── Supplied material ──
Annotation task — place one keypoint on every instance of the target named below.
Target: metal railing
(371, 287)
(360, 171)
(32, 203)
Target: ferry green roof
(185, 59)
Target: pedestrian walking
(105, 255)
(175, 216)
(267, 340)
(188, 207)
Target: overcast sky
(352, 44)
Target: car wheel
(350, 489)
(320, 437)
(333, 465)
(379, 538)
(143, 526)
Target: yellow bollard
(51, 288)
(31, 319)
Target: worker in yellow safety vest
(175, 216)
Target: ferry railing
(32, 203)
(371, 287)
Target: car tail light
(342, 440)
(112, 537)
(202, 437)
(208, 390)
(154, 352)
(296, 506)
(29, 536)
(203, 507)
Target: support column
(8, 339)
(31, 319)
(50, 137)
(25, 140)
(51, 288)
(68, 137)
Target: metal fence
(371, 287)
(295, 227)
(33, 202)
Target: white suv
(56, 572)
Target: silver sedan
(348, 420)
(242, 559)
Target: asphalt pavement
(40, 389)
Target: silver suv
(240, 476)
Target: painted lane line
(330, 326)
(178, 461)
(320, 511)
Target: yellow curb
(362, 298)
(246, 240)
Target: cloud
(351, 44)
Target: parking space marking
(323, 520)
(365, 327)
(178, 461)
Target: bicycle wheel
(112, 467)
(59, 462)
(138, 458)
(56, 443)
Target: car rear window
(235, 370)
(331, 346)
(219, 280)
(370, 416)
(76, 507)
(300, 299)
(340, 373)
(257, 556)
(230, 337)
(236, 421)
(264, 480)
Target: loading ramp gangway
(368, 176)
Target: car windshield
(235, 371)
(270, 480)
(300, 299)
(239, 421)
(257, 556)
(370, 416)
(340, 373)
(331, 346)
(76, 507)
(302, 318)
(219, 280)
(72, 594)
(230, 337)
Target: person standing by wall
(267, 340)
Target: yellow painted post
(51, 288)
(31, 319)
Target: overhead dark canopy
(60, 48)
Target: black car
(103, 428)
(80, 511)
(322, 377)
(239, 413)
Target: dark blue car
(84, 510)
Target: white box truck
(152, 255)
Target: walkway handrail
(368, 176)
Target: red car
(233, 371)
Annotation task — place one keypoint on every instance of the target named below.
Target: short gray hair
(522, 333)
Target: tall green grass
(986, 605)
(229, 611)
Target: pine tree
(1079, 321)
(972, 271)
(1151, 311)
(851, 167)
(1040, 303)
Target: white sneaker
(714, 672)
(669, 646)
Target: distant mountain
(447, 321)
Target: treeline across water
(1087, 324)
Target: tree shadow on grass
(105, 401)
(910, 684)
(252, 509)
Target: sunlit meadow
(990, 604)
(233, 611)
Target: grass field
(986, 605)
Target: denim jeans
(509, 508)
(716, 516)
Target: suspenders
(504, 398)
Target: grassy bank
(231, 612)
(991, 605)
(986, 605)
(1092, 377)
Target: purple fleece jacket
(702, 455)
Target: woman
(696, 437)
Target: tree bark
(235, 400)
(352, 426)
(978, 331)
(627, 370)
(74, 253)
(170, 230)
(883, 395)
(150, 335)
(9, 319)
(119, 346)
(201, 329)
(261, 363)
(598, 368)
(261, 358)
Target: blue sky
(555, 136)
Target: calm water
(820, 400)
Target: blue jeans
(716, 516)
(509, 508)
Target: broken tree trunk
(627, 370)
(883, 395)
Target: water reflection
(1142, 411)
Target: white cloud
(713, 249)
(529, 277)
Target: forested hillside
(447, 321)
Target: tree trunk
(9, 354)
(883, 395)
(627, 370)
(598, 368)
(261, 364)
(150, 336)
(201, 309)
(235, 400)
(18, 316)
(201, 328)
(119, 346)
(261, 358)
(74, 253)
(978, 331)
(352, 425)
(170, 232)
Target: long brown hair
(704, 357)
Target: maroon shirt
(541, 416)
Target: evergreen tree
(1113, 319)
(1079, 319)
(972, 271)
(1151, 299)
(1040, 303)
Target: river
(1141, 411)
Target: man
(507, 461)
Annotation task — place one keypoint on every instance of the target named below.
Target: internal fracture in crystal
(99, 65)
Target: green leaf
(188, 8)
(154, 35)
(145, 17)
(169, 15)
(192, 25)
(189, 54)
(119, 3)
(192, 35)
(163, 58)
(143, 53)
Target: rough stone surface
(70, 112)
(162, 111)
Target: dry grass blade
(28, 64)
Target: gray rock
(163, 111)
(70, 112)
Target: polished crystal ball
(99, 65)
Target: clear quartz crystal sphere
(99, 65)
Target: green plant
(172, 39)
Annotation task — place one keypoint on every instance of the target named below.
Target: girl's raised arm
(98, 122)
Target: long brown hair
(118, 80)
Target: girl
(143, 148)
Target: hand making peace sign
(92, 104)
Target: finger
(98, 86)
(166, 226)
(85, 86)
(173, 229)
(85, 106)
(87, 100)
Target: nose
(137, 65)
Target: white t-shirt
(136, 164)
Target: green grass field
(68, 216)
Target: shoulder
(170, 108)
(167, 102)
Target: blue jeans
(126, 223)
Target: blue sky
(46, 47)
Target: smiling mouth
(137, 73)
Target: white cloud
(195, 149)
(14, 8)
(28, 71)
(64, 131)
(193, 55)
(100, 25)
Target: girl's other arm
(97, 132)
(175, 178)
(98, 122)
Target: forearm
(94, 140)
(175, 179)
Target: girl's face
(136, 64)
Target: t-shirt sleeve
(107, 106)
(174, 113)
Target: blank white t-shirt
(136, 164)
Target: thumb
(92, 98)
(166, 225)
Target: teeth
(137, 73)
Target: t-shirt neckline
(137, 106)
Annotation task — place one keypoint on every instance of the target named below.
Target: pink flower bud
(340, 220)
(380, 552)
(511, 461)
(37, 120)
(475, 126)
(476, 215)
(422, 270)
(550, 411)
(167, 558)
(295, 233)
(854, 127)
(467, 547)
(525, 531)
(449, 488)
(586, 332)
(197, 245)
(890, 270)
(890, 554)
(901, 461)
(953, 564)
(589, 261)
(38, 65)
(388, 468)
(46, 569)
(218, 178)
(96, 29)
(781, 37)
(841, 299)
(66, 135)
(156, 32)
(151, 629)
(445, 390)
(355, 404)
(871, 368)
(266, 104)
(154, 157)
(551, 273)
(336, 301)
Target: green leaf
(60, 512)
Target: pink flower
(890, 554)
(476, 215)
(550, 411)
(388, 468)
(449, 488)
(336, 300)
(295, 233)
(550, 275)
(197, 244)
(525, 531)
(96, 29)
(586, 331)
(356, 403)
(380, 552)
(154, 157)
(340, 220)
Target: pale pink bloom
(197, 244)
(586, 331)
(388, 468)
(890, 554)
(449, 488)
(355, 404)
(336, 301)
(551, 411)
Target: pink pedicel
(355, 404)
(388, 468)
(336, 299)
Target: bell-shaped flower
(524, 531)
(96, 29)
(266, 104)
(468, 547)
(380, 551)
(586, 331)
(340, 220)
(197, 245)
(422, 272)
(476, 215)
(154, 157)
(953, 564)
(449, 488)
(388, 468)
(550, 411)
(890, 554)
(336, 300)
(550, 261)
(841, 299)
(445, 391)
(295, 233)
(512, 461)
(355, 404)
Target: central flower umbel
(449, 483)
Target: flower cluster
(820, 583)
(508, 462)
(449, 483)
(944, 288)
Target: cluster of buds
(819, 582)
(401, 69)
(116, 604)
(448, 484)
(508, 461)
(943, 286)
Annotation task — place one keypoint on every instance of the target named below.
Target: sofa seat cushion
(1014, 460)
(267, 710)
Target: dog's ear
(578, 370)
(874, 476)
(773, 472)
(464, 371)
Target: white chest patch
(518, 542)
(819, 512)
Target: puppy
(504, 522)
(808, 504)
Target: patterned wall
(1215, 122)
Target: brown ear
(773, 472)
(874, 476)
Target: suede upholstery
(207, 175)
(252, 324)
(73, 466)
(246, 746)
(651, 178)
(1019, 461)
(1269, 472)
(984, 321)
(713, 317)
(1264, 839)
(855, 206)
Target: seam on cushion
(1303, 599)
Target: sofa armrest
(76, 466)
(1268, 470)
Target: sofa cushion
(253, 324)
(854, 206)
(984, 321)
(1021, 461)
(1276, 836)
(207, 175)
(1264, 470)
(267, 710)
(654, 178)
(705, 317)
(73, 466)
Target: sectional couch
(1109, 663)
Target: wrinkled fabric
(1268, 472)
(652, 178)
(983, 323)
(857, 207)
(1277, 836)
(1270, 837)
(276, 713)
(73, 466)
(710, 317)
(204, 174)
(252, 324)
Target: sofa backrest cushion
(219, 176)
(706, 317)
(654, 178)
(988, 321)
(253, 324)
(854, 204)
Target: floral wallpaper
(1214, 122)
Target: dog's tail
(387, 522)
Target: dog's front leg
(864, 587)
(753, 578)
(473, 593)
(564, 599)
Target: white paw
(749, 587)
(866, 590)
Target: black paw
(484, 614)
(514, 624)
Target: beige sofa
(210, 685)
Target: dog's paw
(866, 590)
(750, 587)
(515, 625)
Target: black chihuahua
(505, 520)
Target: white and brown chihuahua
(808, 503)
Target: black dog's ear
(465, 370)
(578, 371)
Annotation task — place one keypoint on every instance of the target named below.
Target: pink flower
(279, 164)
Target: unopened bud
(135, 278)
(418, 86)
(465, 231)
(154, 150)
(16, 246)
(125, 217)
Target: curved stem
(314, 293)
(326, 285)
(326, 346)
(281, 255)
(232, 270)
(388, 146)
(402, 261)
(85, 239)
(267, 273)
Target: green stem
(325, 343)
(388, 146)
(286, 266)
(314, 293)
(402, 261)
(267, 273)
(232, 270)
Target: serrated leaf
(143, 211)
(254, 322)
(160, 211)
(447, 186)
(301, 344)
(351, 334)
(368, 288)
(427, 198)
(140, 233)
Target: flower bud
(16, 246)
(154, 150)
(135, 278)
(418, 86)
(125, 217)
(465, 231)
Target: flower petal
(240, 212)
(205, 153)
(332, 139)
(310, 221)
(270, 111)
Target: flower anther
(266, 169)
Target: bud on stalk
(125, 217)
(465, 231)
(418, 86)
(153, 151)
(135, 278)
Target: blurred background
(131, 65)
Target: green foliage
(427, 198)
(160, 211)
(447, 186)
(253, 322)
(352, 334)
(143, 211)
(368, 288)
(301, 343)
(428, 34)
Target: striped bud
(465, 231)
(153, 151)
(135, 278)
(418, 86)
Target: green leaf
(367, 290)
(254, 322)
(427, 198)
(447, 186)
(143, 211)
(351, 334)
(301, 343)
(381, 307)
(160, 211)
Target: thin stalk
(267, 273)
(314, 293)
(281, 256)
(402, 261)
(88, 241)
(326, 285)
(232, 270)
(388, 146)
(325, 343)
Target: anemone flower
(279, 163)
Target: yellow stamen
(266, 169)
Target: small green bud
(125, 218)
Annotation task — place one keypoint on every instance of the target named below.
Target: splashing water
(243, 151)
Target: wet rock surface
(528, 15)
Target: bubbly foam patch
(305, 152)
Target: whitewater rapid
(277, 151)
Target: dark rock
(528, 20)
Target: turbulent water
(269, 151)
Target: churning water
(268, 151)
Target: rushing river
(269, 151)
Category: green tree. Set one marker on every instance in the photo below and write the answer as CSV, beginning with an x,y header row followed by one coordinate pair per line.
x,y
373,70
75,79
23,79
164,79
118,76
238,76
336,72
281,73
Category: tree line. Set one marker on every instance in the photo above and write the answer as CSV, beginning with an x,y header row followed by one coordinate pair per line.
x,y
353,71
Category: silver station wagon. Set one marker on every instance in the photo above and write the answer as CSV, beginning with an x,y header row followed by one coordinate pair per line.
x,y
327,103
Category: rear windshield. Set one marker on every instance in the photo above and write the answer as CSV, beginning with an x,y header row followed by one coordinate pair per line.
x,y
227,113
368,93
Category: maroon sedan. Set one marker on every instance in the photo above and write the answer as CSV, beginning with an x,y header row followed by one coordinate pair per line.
───
#### [Problem to work on]
Swap "Category" for "Label" throughout the part of the items that opens with the line containing "Target: churning water" and runs through the end of the items, leaving everything else unchanged.

#### [Correct answer]
Target: churning water
(268, 151)
Target: rushing river
(269, 151)
Label: green tree. Set one marker on every instance in the photo below and write the answer as CSV, beginning with an x,y header row followed by one coordinate pair per line.
x,y
373,70
75,79
23,79
164,79
118,76
238,76
336,72
281,73
Label: tree line. Set one marker on every instance in the photo above and write the answer as CSV, beginning with an x,y header row followed by one coordinate pair per line.
x,y
353,71
Label: silver station wagon. Set one marker on every instance in the photo above and write the answer as CSV, beginning with an x,y header row followed by one coordinate pair per line.
x,y
327,103
Label: rear windshield. Set one marker on every instance in the photo above and write the answer as CSV, beginning with an x,y header row followed by one coordinate pair per line.
x,y
227,113
368,93
Label: maroon sedan. Set one marker on every instance in the photo above and write the answer as CSV, beginning with an x,y header row followed by one coordinate pair per line.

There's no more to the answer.